**AIM 1:**
Locate every line of the records that contains the word "freestanding", and copy each one.

**SOURCE EXCERPT:**
•••

I had the idea about a warp based parallel reduction since all threads of a warp are in sync by definition.
So the idea was that the input data can be reduced by factor 64 (each thread reduces two elements) without any synchronization need.
Same as the original implementation by Mark Harris the reduction is applied on block-level and data is on shared memory. http://gpgpu.org/static/sc2007/SC07_CUDA_5_Optimization_Harris.pdf
I created a kernel to test his version and my warp based version.
The kernel itself is completely identically storing BLOCK_SIZE elements in shared memory and outputting its result at its unique block index in an output array.
The algorithm itself works fine. Tested with full array of one's to test the "counting".
Function body of the implementations:
/**
* Performs a parallel reduction with operator add
* on the given array and writes the result with the thread 0
* to the given target value
*
* @param inValues T* Input float array, length must be a multiple of 2 and equal to blockDim.x
* @param targetValue float
*/
__device__ void reductionAddBlockThread_f(float* inValues,
float &outTargetVar)
{
// code of the below functions
}
1. Implementation of his version:
if (blockDim.x >= 1024 && threadIdx.x < 512)
inValues[threadIdx.x] += inValues[threadIdx.x + 512];
__syncthreads();
if (blockDim.x >= 512 && threadIdx.x < 256)
inValues[threadIdx.x] += inValues[threadIdx.x + 256];
__syncthreads();
if (blockDim.x >= 256 && threadIdx.x < 128)
inValues[threadIdx.x] += inValues[threadIdx.x + 128];
__syncthreads();
if (blockDim.x >= 128 && threadIdx.x < 64)
inValues[threadIdx.x] += inValues[threadIdx.x + 64];
__syncthreads();
//unroll last warp no sync needed
if (threadIdx.x < 32)
{
if (blockDim.x >= 64) inValues[threadIdx.x] += inValues[threadIdx.x + 32];
if (blockDim.x >= 32) inValues[threadIdx.x] += inValues[threadIdx.x + 16];
if (blockDim.x >= 16) inValues[threadIdx.x] += inValues[threadIdx.x + 8];
if (blockDim.x >= 8) inValues[threadIdx.x] += inValues[threadIdx.x + 4];
if (blockDim.x >= 4) inValues[threadIdx.x] += inValues[threadIdx.x + 2];
if (blockDim.x >= 2) inValues[threadIdx.x] += inValues[threadIdx.x + 1];
//set final value
if (threadIdx.x == 0)
outTargetVar = inValues[0];
}
Ressources:
4 syncthreads used
12 if statements used
11 read + add + write operations
1 final write operation
5 register usage
Performance:
five test runs average: ~ 19.54 ms
2. Warp based approach: (Same function body as above)

•••

**AVAILABLE RECORDS:**
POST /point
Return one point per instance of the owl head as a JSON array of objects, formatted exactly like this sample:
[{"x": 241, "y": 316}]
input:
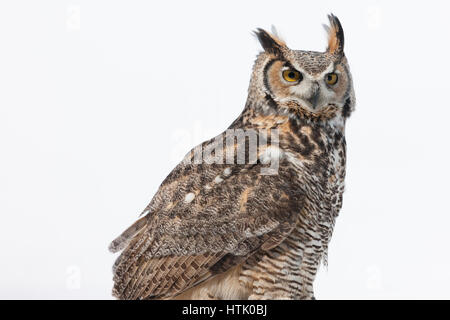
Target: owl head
[{"x": 314, "y": 84}]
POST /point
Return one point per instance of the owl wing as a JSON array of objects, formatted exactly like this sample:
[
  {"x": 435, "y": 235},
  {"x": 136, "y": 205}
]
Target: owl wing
[{"x": 203, "y": 220}]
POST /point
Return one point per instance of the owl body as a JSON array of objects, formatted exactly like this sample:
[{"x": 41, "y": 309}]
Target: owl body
[{"x": 221, "y": 230}]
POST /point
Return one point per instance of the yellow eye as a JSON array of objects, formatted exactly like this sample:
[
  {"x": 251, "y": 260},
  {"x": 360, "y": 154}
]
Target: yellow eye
[
  {"x": 292, "y": 75},
  {"x": 331, "y": 78}
]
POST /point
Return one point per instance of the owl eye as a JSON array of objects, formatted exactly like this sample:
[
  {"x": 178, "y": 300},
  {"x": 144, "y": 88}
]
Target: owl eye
[
  {"x": 292, "y": 75},
  {"x": 331, "y": 78}
]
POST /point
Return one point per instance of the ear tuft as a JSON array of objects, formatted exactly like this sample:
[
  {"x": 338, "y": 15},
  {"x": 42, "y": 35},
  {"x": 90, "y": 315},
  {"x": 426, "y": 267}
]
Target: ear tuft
[
  {"x": 270, "y": 43},
  {"x": 335, "y": 36}
]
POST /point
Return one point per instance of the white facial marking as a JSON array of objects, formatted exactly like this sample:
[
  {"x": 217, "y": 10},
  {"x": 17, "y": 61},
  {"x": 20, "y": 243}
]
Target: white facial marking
[
  {"x": 227, "y": 172},
  {"x": 189, "y": 197}
]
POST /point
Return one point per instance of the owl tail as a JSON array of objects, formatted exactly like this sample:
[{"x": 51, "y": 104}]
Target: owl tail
[{"x": 121, "y": 241}]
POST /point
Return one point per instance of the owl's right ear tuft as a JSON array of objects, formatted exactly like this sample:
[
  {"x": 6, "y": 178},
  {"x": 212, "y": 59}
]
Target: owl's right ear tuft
[{"x": 270, "y": 43}]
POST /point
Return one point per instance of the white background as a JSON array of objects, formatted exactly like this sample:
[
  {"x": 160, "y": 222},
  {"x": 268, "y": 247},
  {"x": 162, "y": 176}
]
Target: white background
[{"x": 100, "y": 99}]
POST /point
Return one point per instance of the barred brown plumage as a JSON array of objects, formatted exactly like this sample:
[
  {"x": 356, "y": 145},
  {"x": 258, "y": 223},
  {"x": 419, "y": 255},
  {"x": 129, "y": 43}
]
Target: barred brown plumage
[{"x": 220, "y": 230}]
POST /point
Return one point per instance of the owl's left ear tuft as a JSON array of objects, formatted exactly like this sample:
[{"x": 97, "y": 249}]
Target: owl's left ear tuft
[
  {"x": 270, "y": 42},
  {"x": 335, "y": 36}
]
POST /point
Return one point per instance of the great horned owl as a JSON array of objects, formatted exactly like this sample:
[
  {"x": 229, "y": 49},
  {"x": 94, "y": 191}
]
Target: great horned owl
[{"x": 230, "y": 230}]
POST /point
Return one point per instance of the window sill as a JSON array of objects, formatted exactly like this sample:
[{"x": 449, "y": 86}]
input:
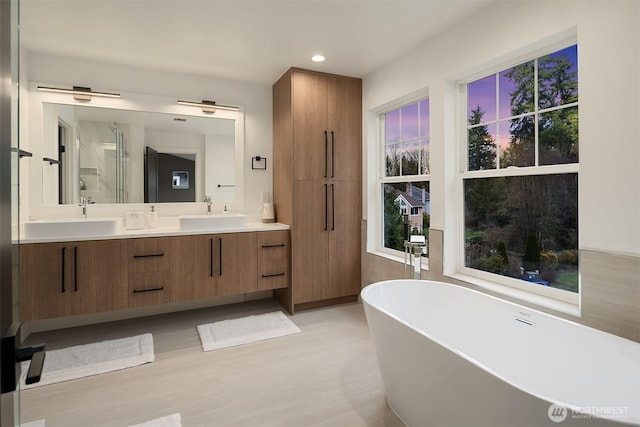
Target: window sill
[
  {"x": 566, "y": 307},
  {"x": 398, "y": 258}
]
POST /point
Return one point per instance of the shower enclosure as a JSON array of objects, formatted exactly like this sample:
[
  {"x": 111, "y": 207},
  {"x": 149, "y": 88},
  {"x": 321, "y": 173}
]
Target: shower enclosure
[{"x": 103, "y": 162}]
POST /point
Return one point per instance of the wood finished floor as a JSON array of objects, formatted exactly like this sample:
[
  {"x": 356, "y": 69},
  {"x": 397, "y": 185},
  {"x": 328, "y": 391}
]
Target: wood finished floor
[{"x": 327, "y": 375}]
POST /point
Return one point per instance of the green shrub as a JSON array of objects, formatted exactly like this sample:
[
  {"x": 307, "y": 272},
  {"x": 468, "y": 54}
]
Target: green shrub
[
  {"x": 548, "y": 260},
  {"x": 568, "y": 257}
]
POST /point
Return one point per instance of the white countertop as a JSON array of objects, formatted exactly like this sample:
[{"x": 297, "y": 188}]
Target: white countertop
[{"x": 160, "y": 231}]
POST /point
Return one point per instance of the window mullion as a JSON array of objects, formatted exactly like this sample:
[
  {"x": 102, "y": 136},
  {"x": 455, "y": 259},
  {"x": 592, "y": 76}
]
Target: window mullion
[{"x": 536, "y": 115}]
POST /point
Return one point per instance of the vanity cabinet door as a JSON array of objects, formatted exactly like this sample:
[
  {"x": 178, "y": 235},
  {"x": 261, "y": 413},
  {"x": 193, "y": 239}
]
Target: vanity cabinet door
[
  {"x": 71, "y": 278},
  {"x": 212, "y": 265},
  {"x": 192, "y": 267},
  {"x": 237, "y": 260},
  {"x": 44, "y": 283},
  {"x": 99, "y": 277}
]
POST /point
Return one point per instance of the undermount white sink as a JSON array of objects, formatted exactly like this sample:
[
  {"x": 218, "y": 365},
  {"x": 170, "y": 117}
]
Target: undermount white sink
[
  {"x": 211, "y": 222},
  {"x": 75, "y": 227}
]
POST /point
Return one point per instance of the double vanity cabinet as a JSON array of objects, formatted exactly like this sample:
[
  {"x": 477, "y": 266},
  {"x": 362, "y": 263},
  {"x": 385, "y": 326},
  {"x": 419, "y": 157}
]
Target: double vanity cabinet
[{"x": 83, "y": 277}]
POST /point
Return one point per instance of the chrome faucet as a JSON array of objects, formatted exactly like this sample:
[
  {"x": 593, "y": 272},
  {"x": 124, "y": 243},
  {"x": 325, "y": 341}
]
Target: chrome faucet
[
  {"x": 208, "y": 201},
  {"x": 83, "y": 205}
]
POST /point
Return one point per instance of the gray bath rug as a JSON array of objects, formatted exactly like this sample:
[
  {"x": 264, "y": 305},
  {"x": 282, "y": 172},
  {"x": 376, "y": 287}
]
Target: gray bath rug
[
  {"x": 173, "y": 420},
  {"x": 229, "y": 333},
  {"x": 91, "y": 359},
  {"x": 36, "y": 423}
]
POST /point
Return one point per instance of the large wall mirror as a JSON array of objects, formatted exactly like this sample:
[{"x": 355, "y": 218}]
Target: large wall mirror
[{"x": 113, "y": 151}]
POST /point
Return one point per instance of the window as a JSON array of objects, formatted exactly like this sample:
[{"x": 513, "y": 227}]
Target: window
[
  {"x": 405, "y": 184},
  {"x": 520, "y": 185}
]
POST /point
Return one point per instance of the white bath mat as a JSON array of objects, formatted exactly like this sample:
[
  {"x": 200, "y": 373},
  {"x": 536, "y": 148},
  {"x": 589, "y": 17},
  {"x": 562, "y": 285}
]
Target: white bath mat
[
  {"x": 173, "y": 420},
  {"x": 229, "y": 333},
  {"x": 92, "y": 359}
]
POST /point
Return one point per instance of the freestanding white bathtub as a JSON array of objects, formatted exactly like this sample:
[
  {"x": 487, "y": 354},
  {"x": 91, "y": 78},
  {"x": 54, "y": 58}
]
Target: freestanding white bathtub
[{"x": 451, "y": 356}]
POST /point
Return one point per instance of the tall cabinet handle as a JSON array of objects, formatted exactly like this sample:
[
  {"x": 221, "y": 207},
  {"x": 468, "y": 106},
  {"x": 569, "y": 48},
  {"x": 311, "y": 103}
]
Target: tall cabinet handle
[
  {"x": 75, "y": 269},
  {"x": 220, "y": 259},
  {"x": 326, "y": 143},
  {"x": 64, "y": 250},
  {"x": 326, "y": 208},
  {"x": 211, "y": 257},
  {"x": 333, "y": 154},
  {"x": 333, "y": 207}
]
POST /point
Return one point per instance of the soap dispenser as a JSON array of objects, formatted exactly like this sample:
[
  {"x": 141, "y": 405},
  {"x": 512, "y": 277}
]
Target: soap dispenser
[{"x": 153, "y": 217}]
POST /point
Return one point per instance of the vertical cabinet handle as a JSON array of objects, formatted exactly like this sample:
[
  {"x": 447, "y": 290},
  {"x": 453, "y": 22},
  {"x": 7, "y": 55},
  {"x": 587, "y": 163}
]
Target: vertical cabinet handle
[
  {"x": 326, "y": 143},
  {"x": 220, "y": 259},
  {"x": 333, "y": 207},
  {"x": 333, "y": 154},
  {"x": 75, "y": 269},
  {"x": 211, "y": 257},
  {"x": 326, "y": 208},
  {"x": 64, "y": 250}
]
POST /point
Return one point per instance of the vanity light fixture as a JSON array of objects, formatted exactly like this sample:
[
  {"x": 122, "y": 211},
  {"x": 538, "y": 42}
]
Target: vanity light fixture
[
  {"x": 209, "y": 106},
  {"x": 80, "y": 93}
]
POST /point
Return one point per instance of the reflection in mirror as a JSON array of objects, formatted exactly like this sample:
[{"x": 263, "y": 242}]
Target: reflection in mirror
[{"x": 102, "y": 156}]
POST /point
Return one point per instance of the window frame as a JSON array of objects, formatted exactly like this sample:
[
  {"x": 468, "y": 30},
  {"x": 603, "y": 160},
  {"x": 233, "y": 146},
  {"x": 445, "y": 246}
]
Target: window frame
[
  {"x": 561, "y": 300},
  {"x": 382, "y": 178}
]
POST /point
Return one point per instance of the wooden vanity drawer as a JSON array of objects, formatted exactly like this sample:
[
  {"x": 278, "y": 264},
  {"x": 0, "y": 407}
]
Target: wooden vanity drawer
[
  {"x": 150, "y": 254},
  {"x": 273, "y": 260},
  {"x": 149, "y": 288}
]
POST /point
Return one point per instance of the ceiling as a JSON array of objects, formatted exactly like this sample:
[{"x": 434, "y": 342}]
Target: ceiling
[{"x": 249, "y": 40}]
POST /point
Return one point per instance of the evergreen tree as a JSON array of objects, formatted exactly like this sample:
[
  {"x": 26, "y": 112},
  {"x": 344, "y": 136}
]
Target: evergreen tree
[{"x": 482, "y": 148}]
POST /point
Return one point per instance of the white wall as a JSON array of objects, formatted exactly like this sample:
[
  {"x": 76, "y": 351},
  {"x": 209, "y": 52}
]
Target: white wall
[
  {"x": 254, "y": 99},
  {"x": 608, "y": 34}
]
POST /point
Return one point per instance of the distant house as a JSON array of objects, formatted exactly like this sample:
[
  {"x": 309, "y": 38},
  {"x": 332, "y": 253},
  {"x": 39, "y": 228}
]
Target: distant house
[{"x": 414, "y": 202}]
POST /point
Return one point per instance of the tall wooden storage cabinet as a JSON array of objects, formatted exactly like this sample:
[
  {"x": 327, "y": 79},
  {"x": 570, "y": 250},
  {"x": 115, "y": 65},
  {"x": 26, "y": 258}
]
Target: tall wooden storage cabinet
[{"x": 317, "y": 137}]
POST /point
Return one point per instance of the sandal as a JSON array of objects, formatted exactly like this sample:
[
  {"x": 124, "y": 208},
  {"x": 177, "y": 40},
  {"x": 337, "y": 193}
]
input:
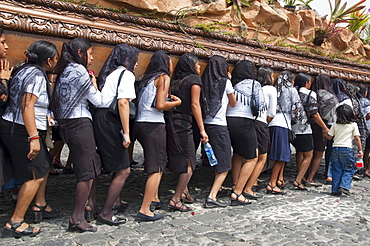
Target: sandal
[
  {"x": 188, "y": 198},
  {"x": 90, "y": 215},
  {"x": 73, "y": 227},
  {"x": 237, "y": 202},
  {"x": 299, "y": 186},
  {"x": 182, "y": 208},
  {"x": 280, "y": 183},
  {"x": 42, "y": 214},
  {"x": 274, "y": 192},
  {"x": 12, "y": 231}
]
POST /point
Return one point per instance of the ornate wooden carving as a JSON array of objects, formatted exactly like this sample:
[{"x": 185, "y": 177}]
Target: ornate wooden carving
[{"x": 66, "y": 20}]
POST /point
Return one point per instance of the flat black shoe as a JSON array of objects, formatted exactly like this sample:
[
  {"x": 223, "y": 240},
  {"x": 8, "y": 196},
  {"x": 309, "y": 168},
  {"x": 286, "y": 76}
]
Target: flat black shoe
[
  {"x": 149, "y": 218},
  {"x": 115, "y": 220},
  {"x": 42, "y": 214},
  {"x": 73, "y": 227},
  {"x": 210, "y": 203},
  {"x": 237, "y": 202},
  {"x": 251, "y": 196},
  {"x": 156, "y": 205},
  {"x": 12, "y": 231},
  {"x": 338, "y": 193},
  {"x": 121, "y": 207},
  {"x": 344, "y": 191}
]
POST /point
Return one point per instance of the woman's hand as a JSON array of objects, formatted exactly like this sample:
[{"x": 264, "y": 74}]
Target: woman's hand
[
  {"x": 176, "y": 99},
  {"x": 127, "y": 141},
  {"x": 93, "y": 79},
  {"x": 5, "y": 70},
  {"x": 34, "y": 149},
  {"x": 204, "y": 137}
]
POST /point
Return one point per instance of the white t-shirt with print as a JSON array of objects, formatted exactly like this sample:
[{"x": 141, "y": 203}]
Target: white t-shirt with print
[
  {"x": 220, "y": 117},
  {"x": 126, "y": 88}
]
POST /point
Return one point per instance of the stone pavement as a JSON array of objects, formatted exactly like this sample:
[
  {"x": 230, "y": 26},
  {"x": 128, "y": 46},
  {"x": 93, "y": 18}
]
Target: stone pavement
[{"x": 310, "y": 217}]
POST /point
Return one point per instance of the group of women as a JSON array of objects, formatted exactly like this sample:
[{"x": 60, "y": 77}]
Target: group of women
[{"x": 173, "y": 116}]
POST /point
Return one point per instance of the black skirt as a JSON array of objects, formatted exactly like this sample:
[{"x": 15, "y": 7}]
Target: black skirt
[
  {"x": 243, "y": 136},
  {"x": 108, "y": 138},
  {"x": 79, "y": 136},
  {"x": 14, "y": 137},
  {"x": 152, "y": 137},
  {"x": 220, "y": 140},
  {"x": 178, "y": 160}
]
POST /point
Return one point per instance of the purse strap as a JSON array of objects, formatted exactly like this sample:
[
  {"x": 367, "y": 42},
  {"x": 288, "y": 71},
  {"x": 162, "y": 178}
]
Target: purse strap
[
  {"x": 283, "y": 112},
  {"x": 119, "y": 81}
]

•••

**AIM 2:**
Rewrite the passage of the CUDA reduction post from "outTargetVar = inValues[0];" up to and including "body as above)", substituting "benchmark runs" for "test runs".

**WRITTEN REPLY 1:**
Return one point per instance of the freestanding white bathtub as a JSON array of objects, formatted exactly like this sample:
Target: freestanding white bathtub

**WRITTEN REPLY 2:**
outTargetVar = inValues[0];
}
Ressources:
4 syncthreads used
12 if statements used
11 read + add + write operations
1 final write operation
5 register usage
Performance:
five benchmark runs average: ~ 19.54 ms
2. Warp based approach: (Same function body as above)